◆ **THE INPUT**:
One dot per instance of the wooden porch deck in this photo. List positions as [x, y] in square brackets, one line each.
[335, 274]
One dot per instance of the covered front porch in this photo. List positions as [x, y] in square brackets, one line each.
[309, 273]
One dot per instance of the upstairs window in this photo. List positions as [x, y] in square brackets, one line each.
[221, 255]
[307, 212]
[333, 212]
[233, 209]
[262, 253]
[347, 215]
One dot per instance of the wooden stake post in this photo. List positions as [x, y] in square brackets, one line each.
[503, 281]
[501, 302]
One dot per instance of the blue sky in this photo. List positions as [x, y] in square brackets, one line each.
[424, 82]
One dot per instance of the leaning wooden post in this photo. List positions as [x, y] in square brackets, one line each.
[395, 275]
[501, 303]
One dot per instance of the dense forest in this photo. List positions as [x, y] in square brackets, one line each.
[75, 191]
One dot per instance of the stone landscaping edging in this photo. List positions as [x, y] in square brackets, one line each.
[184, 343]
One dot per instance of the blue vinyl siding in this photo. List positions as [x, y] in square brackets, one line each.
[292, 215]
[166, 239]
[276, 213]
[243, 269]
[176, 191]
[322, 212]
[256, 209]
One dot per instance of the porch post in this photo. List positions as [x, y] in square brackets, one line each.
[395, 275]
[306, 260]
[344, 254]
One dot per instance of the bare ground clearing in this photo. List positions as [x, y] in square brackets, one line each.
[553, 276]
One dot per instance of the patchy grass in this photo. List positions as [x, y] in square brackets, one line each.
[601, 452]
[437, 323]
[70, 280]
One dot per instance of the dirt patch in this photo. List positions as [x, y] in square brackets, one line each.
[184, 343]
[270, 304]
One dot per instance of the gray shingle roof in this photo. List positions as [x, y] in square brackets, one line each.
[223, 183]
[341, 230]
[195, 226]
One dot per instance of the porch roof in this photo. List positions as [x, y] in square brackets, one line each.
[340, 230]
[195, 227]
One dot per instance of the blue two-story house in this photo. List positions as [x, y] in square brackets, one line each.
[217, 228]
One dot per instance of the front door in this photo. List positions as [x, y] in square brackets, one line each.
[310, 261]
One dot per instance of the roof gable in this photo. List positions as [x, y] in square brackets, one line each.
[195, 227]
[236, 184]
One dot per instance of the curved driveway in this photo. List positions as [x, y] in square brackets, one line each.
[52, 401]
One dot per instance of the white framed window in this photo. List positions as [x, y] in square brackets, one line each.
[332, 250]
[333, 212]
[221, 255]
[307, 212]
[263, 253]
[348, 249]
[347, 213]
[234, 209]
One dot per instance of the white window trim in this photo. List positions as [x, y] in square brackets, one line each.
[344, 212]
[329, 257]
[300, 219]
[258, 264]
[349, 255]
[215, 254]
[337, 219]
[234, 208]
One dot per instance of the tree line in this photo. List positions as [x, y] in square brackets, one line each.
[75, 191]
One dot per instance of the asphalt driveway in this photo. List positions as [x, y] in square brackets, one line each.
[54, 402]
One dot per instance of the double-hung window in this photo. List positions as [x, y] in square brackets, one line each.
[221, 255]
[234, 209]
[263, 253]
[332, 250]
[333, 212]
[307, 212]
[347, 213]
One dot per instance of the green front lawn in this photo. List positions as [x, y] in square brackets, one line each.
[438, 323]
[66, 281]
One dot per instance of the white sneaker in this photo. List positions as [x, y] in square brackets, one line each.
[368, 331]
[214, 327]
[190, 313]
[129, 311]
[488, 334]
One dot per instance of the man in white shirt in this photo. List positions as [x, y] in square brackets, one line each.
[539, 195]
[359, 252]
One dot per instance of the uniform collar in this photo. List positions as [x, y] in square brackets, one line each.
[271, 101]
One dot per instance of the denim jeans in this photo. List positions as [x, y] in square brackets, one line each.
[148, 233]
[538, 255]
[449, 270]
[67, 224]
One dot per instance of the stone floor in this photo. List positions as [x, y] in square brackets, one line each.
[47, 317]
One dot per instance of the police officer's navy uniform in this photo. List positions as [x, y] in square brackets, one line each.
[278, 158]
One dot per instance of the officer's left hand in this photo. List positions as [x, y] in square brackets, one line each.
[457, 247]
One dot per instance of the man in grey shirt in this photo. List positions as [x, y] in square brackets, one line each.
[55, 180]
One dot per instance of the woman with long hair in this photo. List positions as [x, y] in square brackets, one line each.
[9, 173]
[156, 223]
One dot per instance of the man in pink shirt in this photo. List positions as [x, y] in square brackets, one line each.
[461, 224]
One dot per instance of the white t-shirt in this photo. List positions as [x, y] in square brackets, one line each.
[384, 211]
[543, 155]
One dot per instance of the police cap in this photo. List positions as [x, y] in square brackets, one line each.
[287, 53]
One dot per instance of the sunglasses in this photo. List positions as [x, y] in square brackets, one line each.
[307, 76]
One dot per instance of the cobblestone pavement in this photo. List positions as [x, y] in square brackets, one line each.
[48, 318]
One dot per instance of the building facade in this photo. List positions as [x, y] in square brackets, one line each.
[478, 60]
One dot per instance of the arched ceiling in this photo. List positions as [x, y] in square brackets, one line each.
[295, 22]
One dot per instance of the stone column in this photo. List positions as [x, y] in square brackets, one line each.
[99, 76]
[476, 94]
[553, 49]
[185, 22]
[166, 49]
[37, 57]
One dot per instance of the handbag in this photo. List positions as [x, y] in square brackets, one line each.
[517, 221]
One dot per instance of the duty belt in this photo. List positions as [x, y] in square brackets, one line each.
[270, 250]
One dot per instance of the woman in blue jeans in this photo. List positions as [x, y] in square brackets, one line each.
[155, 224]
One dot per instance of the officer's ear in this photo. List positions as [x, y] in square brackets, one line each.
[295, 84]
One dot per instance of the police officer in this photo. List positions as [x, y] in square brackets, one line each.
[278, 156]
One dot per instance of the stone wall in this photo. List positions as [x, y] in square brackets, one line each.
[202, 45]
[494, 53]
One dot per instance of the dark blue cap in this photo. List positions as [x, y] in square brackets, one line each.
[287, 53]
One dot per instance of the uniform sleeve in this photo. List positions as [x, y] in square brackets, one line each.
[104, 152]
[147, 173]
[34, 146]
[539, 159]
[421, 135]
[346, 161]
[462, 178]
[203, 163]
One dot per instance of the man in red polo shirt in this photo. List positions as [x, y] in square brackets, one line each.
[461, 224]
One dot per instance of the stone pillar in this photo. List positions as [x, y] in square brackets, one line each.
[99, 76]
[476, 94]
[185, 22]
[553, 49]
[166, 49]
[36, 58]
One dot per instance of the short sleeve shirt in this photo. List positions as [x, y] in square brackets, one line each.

◆ **WHAT IS EXPECTED**:
Update all of the material above by changing every "One dot per instance" to "One point per instance" and leaving everything else as it is.

◆ **FINISHED ANSWER**:
One point per instance of the wooden porch deck in this photo. List positions as [x, y] in square brackets, one line each.
[335, 274]
One point per instance of the covered front porch in this photo. List positions as [x, y] in square brackets, one line each.
[309, 273]
One point per instance of the upstairs window in this photo. List positions as [x, y] in square brackets, one line each.
[221, 255]
[307, 212]
[333, 212]
[233, 209]
[262, 253]
[347, 215]
One point per instance of the wooden stake post in this photo. List positions as [x, y] in square brackets, one line each.
[503, 281]
[501, 302]
One point per instance of the blue sky in this photo. List positions as [x, y] in square brackets, one line each.
[424, 82]
One point per instance of the leaning wooden post in this photo. List positions as [x, y] in square brackets, one line each.
[395, 275]
[501, 303]
One point per instance of the dense forest in this photo. List positions as [x, y] in square brackets, one line each.
[75, 191]
One point per instance of the stone landscaping edging in this photo. List positions as [x, y] in square brackets, one line each.
[184, 343]
One point per instance of the blue vinyl siding in this photo. List positions as [x, y] in square brackets, one line each.
[292, 215]
[166, 239]
[276, 213]
[243, 269]
[176, 191]
[322, 212]
[256, 209]
One point per instance of the porch post in this photo. List positions as [x, y] in square brackets, one line each.
[395, 275]
[306, 260]
[344, 254]
One point per instance of the bare ground clearing in this photo. List positions as [x, y] in square brackets, one line each.
[553, 276]
One point per instance of the patchy grass in this photo. List positions as [x, y] in square brackets, one line each.
[601, 452]
[437, 323]
[70, 280]
One point per instance of the dirt patch in this photo. List positions as [x, y] in square brackets, one line each.
[184, 343]
[270, 304]
One point per instance of the gray shingle roof in this photo. List positions as [x, y] in square brackets, one line each.
[223, 183]
[341, 230]
[195, 226]
One point per instance of the porch roof in this photo. List positions as [x, y] in square brackets, one line each.
[340, 230]
[195, 227]
One point per instance of the blue two-story house in this photo. List positions as [x, y] in square brackets, one line each.
[217, 228]
One point per instance of the front door in this photo. List positions as [x, y] in square brackets, one line each.
[310, 261]
One point per instance of the roof gable in this photo. List positions as [x, y] in square brackets, one line each.
[195, 227]
[236, 184]
One point per instance of the curved driveway in this photo. List positions as [x, y] in square brackets, one line each.
[52, 401]
One point per instance of the white framed window in this photo. List positions as [x, y] in square brackets, one line each.
[332, 250]
[333, 212]
[221, 255]
[307, 212]
[263, 253]
[348, 249]
[347, 213]
[234, 209]
One point per instance of the white window trim in this photo. List positions as [x, y] in square brackets, one line each.
[344, 212]
[329, 257]
[300, 219]
[258, 264]
[349, 255]
[215, 254]
[337, 219]
[234, 208]
One point per instance of the tree line in this photo. List positions as [x, y] in square brackets, one line each.
[75, 191]
One point per instance of the asphalt driveway in this photo. List positions as [x, y] in square brackets, one line each.
[54, 402]
One point per instance of the double-hung window in this photo. List positions as [x, y] in square brackets, one line each.
[221, 255]
[234, 209]
[263, 253]
[332, 250]
[333, 212]
[307, 212]
[347, 213]
One point per instance of the green front lawn in this photo. List positions as [x, y] in square brackets, one line each.
[438, 323]
[66, 281]
One point per instance of the white sneaker in this photo. List positions as [x, y] in square brackets, one line each.
[368, 331]
[214, 327]
[190, 313]
[129, 311]
[488, 334]
One point per instance of the man in white shirt in this photo. List positions as [x, y] in square brackets, one line each.
[539, 195]
[359, 252]
One point per instance of the uniform collar in this photo. List positions as [x, y] in square brackets, one line each.
[271, 101]
One point per instance of the denim jeans in this photo. List positions as [x, y] in square brackets, one line each.
[148, 233]
[538, 255]
[449, 270]
[67, 224]
One point per instance of the stone floor in this photo. List positions as [x, y] in square brackets, one line each.
[47, 317]
One point per instance of the police officer's navy uniform in this photo. List positions as [x, y] in square brackets, one line each.
[278, 158]
One point per instance of the officer's left hand in this photo. List positions as [x, y] in square brackets, one line each.
[457, 247]
One point per instance of the man in grey shirt in this photo. List positions as [x, y] in square brackets, one line each.
[55, 180]
One point per instance of the woman with long hair in this photo. List positions as [x, y] in square brackets, one line each.
[9, 173]
[156, 223]
One point per instance of the man in pink shirt in this photo. List positions as [x, y] in square brackets, one line each.
[461, 224]
One point per instance of the white t-shirt in this photo. List positions as [x, y] in square brackets, one line each.
[384, 211]
[543, 155]
One point per instance of the police cap in this photo. List positions as [x, y] in square brackets, one line each.
[287, 53]
One point per instance of the sunglasses in this photo. List positions as [x, y] in square brackets, one line each.
[307, 76]
One point per instance of the cobblestone pavement in this photo. List positions as [x, y] in square brackets, one line each.
[48, 318]
One point per instance of the building facade in this photo. List positions as [x, y] in square brackets, one line each.
[478, 60]
One point per instance of the arched ceiling in this photo. List positions as [x, y] in square brackets, one line each.
[295, 22]
One point per instance of the stone column in this photo. List positions as [x, y] in square brackets, one line each.
[99, 76]
[476, 94]
[553, 49]
[185, 22]
[166, 49]
[37, 57]
One point per instance of the handbag in this photo. List positions as [x, y] in square brackets, one line each.
[517, 221]
One point per instance of the duty belt in this photo. List positions as [x, y] in square brackets, one line each.
[270, 250]
One point per instance of the woman in blue jeans in this photo. List positions as [x, y] in square brackets, one line each.
[155, 224]
One point per instance of the officer's ear in this photo. List positions as [x, y] in square brackets, one line each.
[295, 84]
One point per instance of the police officer in this photo. List positions as [x, y] in square brackets, one line each.
[278, 156]
One point per instance of the stone wall in this photo. List positions as [x, y] in square brackets, one line each.
[202, 45]
[494, 53]
One point per instance of the dark blue cap in this photo. List positions as [x, y] in square brackets, one line each.
[287, 53]
One point per instance of the uniform sleeve in this photo. List positions as [x, y] in square brackets, one line each.
[104, 152]
[147, 173]
[34, 146]
[539, 159]
[421, 135]
[346, 161]
[462, 178]
[203, 163]
One point per instance of the man in red polo shirt in this photo. List positions as [x, y] in square brackets, one line each.
[461, 224]
One point per instance of the stone pillar in this photo. List positions as [x, y] in square brackets, one line each.
[99, 76]
[476, 94]
[185, 22]
[553, 49]
[166, 49]
[36, 58]
One point per instance of the short sleeve shirt in this photo. List positions as [x, y] in square brackets, one line each.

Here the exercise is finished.